* What this exercise asks
A) Can you swap "energy markets" for "commodity markets" in the workshop announcement, starting at "Following the annual" and ending at "any interested participants.", and give that passage back?
B) Could you render the records starting at the line containing "Game engine object recognition — detect green lawn" and ending at the line containing "140, 138, 162, 155" as a JSON list of strings, one per line, with blank lines and the picture left out?

* Document segment

Workshop on Mathematical Finance

China Academy of Research for Finance (SAIF)



Following the annual International Problem Solving Workshop 2018 taking place this year at Shanghai University of Finance and Economics, this workshop aims at presenting and exchanging ideas on modern quantitative financial questions. It ranges from topics about algorithmic trading, energy markets, systemic risk and network, credit derivative pricing, to change point detection. This event is organized by the China Academy of Research for Finance (CAFR) from Shanghai Advanced Institute for Finance (SAIF) at Shanghai Jiao Tong University.

Attendance is open to any interested participants.


Place:
Shanghai Advanced Institute for Finance (SAIF)
Shanghai Jiao Tong University
211 West Huaihai Road, Shanghai, 200030 China
Date and time:
May 14th 2018 from 2pm to 6pm
Room:
903
Contact:
The workshop is organized by the Chinese Academy of Research for Finance (CAFR/SAIF) in Shanghai. For any question do not hesitate to contact CAFR or Samuel Drapeau.
Program:
Time Speaker Affiliation
14:00-14:05 Welcome  
14:05-14:45 Tom Salisbury York University and Fields Institute
14:50-15:30 Matheus Grasselli McMaster University
15:30-16:00 Nathan Gold York University
16:00-16:20 Tea Break  
16:20-16:50 Andrew Day Western University
16:50-17:30 Sebastian Jaimungal University of Toronto
Registration:
Attendance is free and open to everyone. Please send a mail to CAFR or Samuel Drapeau to notify your presence in order to estimate the capacity and keep you informed about eventual program changes.

* Data listing

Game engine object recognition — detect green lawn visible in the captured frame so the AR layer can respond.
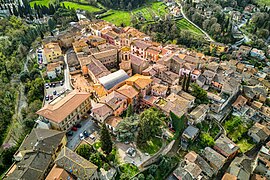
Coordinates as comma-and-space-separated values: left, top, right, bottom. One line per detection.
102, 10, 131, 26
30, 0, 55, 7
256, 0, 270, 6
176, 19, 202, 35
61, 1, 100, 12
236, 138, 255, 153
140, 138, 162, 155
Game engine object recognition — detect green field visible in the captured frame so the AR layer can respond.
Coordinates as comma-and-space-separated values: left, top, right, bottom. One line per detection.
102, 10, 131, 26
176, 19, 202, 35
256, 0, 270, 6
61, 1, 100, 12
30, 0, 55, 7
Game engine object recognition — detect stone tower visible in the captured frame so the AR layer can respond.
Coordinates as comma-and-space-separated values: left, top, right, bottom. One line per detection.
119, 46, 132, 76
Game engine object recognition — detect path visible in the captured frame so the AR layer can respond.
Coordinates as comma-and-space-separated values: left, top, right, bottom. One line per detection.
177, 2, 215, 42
---
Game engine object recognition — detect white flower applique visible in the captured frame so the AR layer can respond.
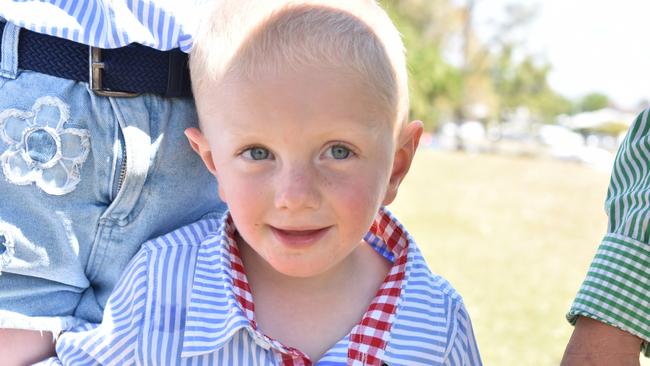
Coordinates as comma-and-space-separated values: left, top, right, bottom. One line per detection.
---
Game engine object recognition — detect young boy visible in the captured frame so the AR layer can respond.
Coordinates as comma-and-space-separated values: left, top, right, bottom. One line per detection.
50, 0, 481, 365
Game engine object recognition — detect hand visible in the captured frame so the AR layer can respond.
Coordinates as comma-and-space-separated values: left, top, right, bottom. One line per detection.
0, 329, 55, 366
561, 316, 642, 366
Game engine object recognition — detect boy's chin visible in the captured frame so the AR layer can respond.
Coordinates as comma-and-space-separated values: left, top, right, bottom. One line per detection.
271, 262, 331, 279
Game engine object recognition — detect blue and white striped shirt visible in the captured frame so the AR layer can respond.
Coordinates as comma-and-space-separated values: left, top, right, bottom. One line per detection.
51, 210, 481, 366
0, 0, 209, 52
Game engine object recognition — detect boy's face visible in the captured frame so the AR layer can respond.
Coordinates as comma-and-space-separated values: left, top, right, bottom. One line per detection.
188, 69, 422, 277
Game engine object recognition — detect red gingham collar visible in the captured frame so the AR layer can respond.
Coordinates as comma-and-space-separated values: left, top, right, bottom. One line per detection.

* Exercise results
A)
Following the annual International Problem Solving Workshop 2018 taking place this year at Shanghai University of Finance and Economics, this workshop aims at presenting and exchanging ideas on modern quantitative financial questions. It ranges from topics about algorithmic trading, commodity markets, systemic risk and network, credit derivative pricing, to change point detection. This event is organized by the China Academy of Research for Finance (CAFR) from Shanghai Advanced Institute for Finance (SAIF) at Shanghai Jiao Tong University.

Attendance is open to any interested participants.

B)
[
  "Game engine object recognition — detect green lawn visible in the captured frame so the AR layer can respond.",
  "Coordinates as comma-and-space-separated values: left, top, right, bottom. One line per detection.",
  "102, 10, 131, 26",
  "30, 0, 55, 7",
  "256, 0, 270, 6",
  "176, 19, 202, 35",
  "61, 1, 100, 12",
  "236, 138, 255, 153",
  "140, 138, 162, 155"
]